# PASSAGE TO READ start

Chris Graham meets Andrew Drinkwater to learn about his life-long passion for Massey Ferguson tractors, and to spotlight a special model.
There’s something fundamental about the attachments people develop with the machines they use. Some put it down to simple ’brand loyalty’ but, for others, there’s a more deep-seated sentimentality at play. Whatever the reason, the bond that tractor owners form with their favourite machines is a powerful one that, in many instances, withstands both the march of time and advancements in technology.
Andrew Drinkwater, who is a successful vegetable and fruit grower, has enjoyed a life-long passion for Ferguson and Massey Ferguson machinery. The family farm, in beautiful rural Gloucestershire near Chipping Campden, has run a fleet of MF tractors since he was a boy. “After the war, Dad started growing vegetables, beginning with a single field of sprouts,” he explained to me.
“This proved an instant success and the business expanded during the 1950s, with extra land being acquired from Gloucestershire County Council, which enabled a greater variety of vegetables and fruit to be grown. My brothers and I had been actively involved on the farm from an early age so, when we left school, joining the business was something we were very happy to do. To be honest, all I really wanted to do was earn a living driving tractors!”

# PASSAGE TO READ end
# DATA LINES start

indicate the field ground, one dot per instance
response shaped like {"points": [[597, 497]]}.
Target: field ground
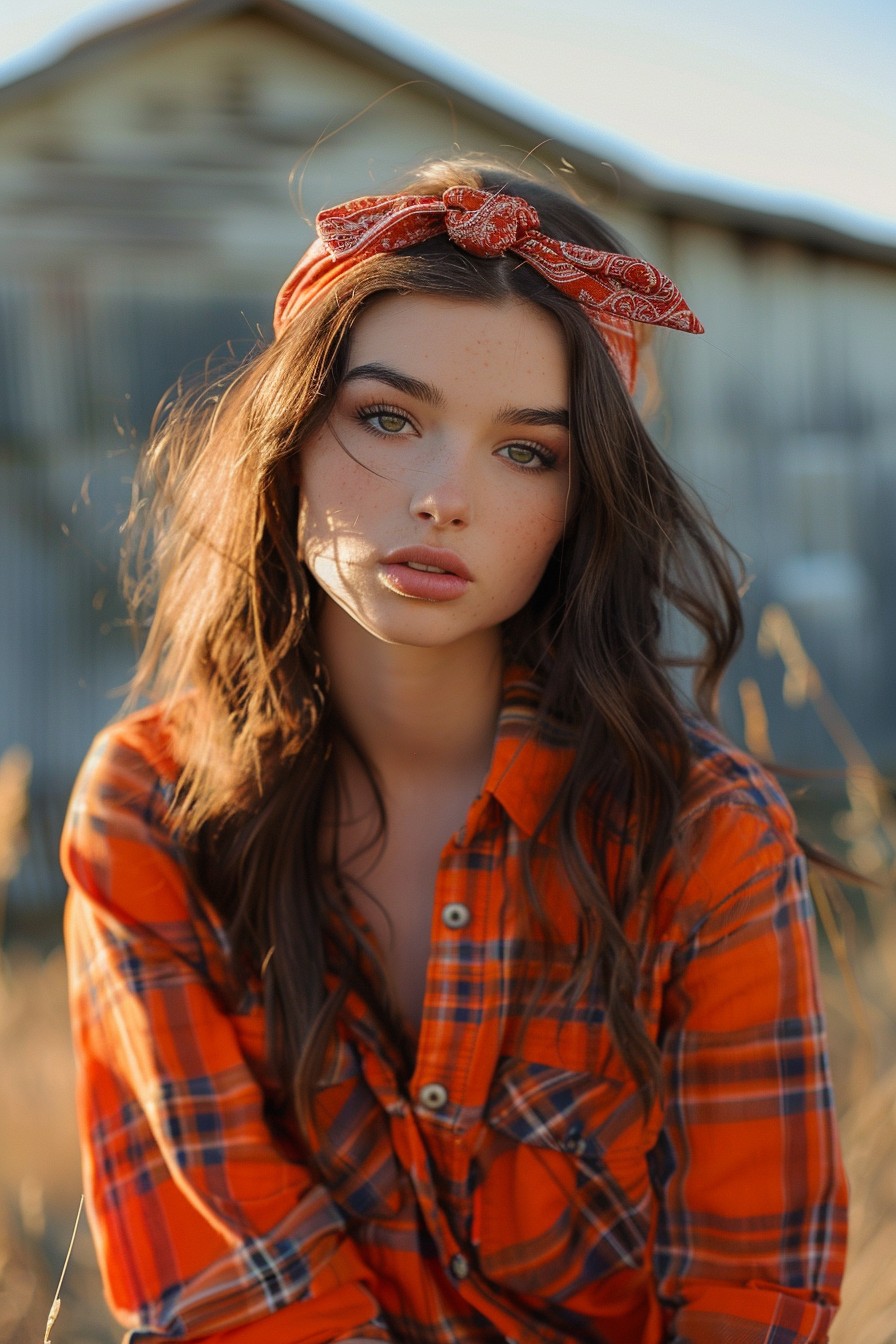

# DATA LINES end

WHAT IS NEEDED | For each statement, say yes or no according to the tractor article, and quote the exact words from it that decide: (a) The family farm is near Chipping Campden. (b) After the war, the father began growing vegetables with a single field of potatoes. (c) During the 1950s, extra land was acquired from Gloucestershire County Council. The data has nothing to do with the article on Andrew Drinkwater and his tractors.

FULL OUTPUT |
(a) Yes: "in beautiful rural Gloucestershire near Chipping Campden"
(b) No: "beginning with a single field of sprouts"
(c) Yes: "with extra land being acquired from Gloucestershire County Council"